BEGIN Data under study

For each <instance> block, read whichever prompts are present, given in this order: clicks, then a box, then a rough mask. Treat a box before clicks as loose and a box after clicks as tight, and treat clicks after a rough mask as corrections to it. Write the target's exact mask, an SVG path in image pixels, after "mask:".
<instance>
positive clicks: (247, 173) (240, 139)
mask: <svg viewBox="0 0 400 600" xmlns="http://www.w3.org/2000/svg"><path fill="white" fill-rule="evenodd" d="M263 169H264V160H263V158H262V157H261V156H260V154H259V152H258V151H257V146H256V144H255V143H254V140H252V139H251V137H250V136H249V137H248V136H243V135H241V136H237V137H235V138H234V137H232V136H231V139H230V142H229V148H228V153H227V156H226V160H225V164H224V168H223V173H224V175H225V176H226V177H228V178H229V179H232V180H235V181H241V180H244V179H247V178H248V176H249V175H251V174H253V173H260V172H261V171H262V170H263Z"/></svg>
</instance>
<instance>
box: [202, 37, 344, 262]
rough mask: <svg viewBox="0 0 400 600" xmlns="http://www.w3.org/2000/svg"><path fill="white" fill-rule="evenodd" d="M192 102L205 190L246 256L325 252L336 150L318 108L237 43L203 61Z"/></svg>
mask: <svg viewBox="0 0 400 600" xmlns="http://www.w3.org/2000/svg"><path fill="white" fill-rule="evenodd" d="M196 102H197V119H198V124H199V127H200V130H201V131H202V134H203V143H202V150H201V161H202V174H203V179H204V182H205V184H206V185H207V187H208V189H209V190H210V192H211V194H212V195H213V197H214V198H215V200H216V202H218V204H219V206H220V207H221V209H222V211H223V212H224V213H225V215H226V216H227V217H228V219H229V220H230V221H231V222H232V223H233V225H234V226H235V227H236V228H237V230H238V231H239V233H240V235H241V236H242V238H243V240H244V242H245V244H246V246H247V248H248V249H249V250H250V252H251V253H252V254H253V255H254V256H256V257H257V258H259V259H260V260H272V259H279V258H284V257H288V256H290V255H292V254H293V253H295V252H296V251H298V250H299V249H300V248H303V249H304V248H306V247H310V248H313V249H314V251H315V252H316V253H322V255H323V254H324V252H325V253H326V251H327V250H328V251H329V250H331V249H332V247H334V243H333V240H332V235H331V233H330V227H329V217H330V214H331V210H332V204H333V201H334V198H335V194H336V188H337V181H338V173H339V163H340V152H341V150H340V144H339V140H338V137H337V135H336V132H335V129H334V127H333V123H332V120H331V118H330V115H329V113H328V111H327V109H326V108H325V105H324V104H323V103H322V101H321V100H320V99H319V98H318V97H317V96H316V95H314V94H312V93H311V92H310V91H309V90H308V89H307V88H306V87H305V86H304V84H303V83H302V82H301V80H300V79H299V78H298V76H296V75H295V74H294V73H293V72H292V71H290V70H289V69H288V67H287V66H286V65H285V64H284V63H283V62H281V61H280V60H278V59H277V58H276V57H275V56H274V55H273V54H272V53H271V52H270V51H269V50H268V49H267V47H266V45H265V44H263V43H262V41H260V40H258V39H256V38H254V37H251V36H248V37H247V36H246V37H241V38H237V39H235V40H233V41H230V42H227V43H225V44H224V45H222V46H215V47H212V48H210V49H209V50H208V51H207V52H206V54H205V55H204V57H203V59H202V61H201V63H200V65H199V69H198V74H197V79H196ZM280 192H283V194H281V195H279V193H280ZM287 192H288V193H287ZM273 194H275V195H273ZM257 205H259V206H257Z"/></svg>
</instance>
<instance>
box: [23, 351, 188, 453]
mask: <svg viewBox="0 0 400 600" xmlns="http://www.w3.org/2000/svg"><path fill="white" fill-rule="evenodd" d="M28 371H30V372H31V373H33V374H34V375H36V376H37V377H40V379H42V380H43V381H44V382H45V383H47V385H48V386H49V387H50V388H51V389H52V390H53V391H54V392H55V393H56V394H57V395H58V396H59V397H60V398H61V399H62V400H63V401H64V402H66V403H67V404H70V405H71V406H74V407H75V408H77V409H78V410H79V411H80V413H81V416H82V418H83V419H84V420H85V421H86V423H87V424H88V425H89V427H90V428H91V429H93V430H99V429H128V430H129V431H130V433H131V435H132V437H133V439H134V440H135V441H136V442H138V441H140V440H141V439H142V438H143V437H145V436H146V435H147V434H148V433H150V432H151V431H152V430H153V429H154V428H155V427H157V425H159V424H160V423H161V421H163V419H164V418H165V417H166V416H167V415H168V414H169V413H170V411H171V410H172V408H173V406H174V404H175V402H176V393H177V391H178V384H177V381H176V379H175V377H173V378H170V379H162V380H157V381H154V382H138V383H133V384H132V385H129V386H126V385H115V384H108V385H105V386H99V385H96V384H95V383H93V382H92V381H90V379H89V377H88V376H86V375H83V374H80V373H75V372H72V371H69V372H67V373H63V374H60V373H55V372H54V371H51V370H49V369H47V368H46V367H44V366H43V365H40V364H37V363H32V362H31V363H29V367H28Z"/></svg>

END Data under study

__Exercise instructions__
Reproduce every single entry above exactly.

__Reply to the task__
For each <instance> block, read whichever prompts are present, given in this order: clicks, then a box, then a rough mask. Treat a box before clicks as loose and a box after clicks as tight, and treat clicks after a rough mask as corrections to it. Write the target's exact mask, an SVG path in image pixels, after "mask:".
<instance>
positive clicks: (247, 173) (240, 139)
mask: <svg viewBox="0 0 400 600" xmlns="http://www.w3.org/2000/svg"><path fill="white" fill-rule="evenodd" d="M263 169H264V160H263V158H262V157H261V156H260V154H259V152H258V151H257V146H256V144H255V143H254V140H252V139H251V137H250V136H249V137H248V136H243V135H241V136H237V137H235V138H234V137H232V136H231V139H230V142H229V148H228V153H227V156H226V160H225V164H224V168H223V173H224V175H225V176H226V177H228V178H229V179H232V180H235V181H241V180H244V179H247V178H248V176H249V175H251V174H253V173H260V172H261V171H262V170H263Z"/></svg>
</instance>
<instance>
box: [202, 37, 344, 262]
rough mask: <svg viewBox="0 0 400 600" xmlns="http://www.w3.org/2000/svg"><path fill="white" fill-rule="evenodd" d="M192 102L205 190L246 256L325 252L336 150L318 108L237 43L203 61Z"/></svg>
mask: <svg viewBox="0 0 400 600" xmlns="http://www.w3.org/2000/svg"><path fill="white" fill-rule="evenodd" d="M196 102H197V119H198V124H199V127H200V130H201V131H202V134H203V143H202V150H201V161H202V174H203V179H204V182H205V184H206V185H207V187H208V189H209V190H210V192H211V194H212V195H213V197H214V198H215V200H216V202H218V204H219V206H220V207H221V209H222V211H223V212H224V213H225V215H226V216H227V217H228V219H229V220H230V221H231V222H232V223H233V225H234V226H235V227H236V228H237V230H238V231H239V233H240V235H241V236H242V238H243V240H244V242H245V244H246V246H247V248H248V249H249V250H250V252H251V253H252V254H253V255H254V256H256V257H257V258H259V259H260V260H272V259H279V258H284V257H288V256H290V255H292V254H293V253H295V252H296V251H298V250H299V249H300V248H303V249H304V248H306V247H310V248H313V249H314V251H315V252H316V253H322V255H323V254H324V252H325V253H326V251H327V250H328V251H329V250H331V249H332V247H334V243H333V240H332V235H331V233H330V227H329V217H330V214H331V210H332V204H333V201H334V198H335V194H336V188H337V181H338V173H339V163H340V152H341V150H340V144H339V140H338V137H337V135H336V132H335V129H334V127H333V123H332V120H331V118H330V115H329V113H328V111H327V109H326V108H325V105H324V104H323V103H322V101H321V100H320V99H319V98H318V97H317V96H316V95H314V94H312V93H311V92H310V91H309V90H308V89H307V88H306V87H305V86H304V84H303V83H302V82H301V80H300V79H299V78H298V76H296V75H295V74H294V73H293V72H292V71H290V70H289V69H288V67H287V66H286V65H285V64H284V63H283V62H281V61H280V60H278V59H277V58H276V57H275V56H274V55H273V54H272V53H271V52H270V51H269V50H268V49H267V47H266V45H265V44H263V43H262V41H260V40H258V39H256V38H254V37H251V36H248V37H247V36H246V37H241V38H237V39H235V40H233V41H230V42H227V43H225V44H224V45H222V46H215V47H212V48H210V49H209V50H208V51H207V52H206V54H205V55H204V57H203V59H202V61H201V63H200V65H199V69H198V74H197V79H196ZM280 192H283V194H281V195H279V193H280ZM287 192H288V193H287ZM273 194H275V195H273ZM257 205H259V206H257Z"/></svg>
</instance>
<instance>
box: [23, 351, 188, 453]
mask: <svg viewBox="0 0 400 600" xmlns="http://www.w3.org/2000/svg"><path fill="white" fill-rule="evenodd" d="M28 371H30V372H31V373H33V374H34V375H36V376H37V377H40V379H42V380H43V381H44V382H45V383H47V385H48V386H49V387H50V388H51V389H52V390H53V391H54V392H55V393H56V394H57V395H58V396H59V397H60V398H61V399H62V400H63V401H64V402H66V403H67V404H70V405H71V406H74V407H75V408H77V409H78V410H79V411H80V413H81V416H82V418H83V419H84V420H85V421H86V423H87V424H88V425H89V427H90V428H91V429H93V430H99V429H128V430H129V431H130V433H131V435H132V437H133V439H134V440H135V441H136V442H138V441H140V440H141V439H142V438H143V437H145V436H146V435H147V434H148V433H150V432H151V431H152V430H153V429H154V428H155V427H157V425H159V424H160V423H161V421H163V419H164V418H165V417H166V416H167V415H168V414H169V413H170V411H171V410H172V408H173V406H174V404H175V402H176V393H177V391H178V384H177V381H176V379H175V377H173V378H170V379H162V380H157V381H154V382H138V383H133V384H132V385H129V386H126V385H115V384H108V385H105V386H99V385H96V384H95V383H93V382H92V381H90V379H89V377H88V376H86V375H83V374H80V373H75V372H72V371H69V372H67V373H63V374H60V373H55V372H54V371H51V370H49V369H47V368H46V367H44V366H43V365H40V364H37V363H32V362H31V363H29V367H28Z"/></svg>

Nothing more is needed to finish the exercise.